— Excerpted text —
%%

COURTS

Environmentalist: Hog industry is 'all about the almighty dollar'

Mike McHugh
mike.mchugh@jdnews.com
White Oak-New Riverkeeper Tom Mattison is concerned with area hog farms and their effect on the streams, rivers and watersheds throughout Eastern North Carolina and feels through their production process Mother Nature has been thrown out of balance. [Daily News File Photo]

For decades, Tom Mattison has been concerned about water quality in natural areas throughout Eastern North Carolina.

In 1996 Mattison channeled his inner passion by becoming a founding board member of the New River Foundation. His work with the foundation led to the founding of the White Oak New River Alliance, which is a Waterkeeper Alliance licensed program, according to Mattison’s biography on the Waterkeeper’s website.

He finds issue with the state’s hog industry as it interacts with the environment.

“The biggest problem is the hog industry is run like the Mafia,” Mattison said. “The hog industry is run by large corporations and it’s all about the almighty dollar.”

%%

— Problem description —
Update the article on the hog industry by giving everything from "For decades, Tom" down to "the Waterkeeper’s website." again, with "founding board member" replaced by "charter board member". The records that follow are separate material and are not connected to the article above.

— Dataset excerpts —
%%

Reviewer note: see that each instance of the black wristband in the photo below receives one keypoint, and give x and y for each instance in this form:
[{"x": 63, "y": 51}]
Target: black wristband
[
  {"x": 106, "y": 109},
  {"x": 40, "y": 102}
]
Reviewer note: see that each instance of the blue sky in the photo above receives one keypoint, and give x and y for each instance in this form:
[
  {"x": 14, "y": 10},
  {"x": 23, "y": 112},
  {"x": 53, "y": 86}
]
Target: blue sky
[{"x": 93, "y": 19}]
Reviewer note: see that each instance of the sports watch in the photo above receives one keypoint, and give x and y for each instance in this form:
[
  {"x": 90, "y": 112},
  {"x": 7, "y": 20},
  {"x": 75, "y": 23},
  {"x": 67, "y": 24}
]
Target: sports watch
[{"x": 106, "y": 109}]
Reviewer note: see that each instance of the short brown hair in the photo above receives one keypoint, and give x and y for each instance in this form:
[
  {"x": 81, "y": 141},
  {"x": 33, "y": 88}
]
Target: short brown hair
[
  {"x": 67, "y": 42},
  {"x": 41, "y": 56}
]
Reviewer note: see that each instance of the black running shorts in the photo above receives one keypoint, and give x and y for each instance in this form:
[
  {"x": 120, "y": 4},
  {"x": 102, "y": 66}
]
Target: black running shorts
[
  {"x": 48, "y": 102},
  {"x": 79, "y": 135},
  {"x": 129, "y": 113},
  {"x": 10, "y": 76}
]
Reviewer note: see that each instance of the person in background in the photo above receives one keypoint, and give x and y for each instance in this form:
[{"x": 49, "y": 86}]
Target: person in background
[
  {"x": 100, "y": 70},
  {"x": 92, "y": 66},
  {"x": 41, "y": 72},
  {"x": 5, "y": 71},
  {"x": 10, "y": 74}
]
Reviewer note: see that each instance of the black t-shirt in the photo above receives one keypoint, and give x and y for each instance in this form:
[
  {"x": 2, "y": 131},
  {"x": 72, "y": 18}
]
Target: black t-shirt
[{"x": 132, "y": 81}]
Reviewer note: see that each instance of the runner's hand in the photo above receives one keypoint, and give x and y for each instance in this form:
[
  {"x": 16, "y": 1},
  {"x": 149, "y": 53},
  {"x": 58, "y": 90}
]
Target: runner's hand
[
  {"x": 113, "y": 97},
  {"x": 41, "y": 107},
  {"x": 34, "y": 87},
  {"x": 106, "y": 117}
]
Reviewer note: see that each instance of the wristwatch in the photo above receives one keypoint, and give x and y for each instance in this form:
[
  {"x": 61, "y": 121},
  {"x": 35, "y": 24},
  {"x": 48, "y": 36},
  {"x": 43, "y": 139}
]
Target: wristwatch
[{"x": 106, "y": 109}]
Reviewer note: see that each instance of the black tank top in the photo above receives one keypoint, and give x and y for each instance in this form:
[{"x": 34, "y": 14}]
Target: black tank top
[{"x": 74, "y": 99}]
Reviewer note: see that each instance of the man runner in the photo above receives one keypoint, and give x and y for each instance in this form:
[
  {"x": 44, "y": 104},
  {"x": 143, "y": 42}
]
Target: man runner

%%

— Exercise output —
For decades, Tom Mattison has been concerned about water quality in natural areas throughout Eastern North Carolina.

In 1996 Mattison channeled his inner passion by becoming a charter board member of the New River Foundation. His work with the foundation led to the founding of the White Oak New River Alliance, which is a Waterkeeper Alliance licensed program, according to Mattison’s biography on the Waterkeeper’s website.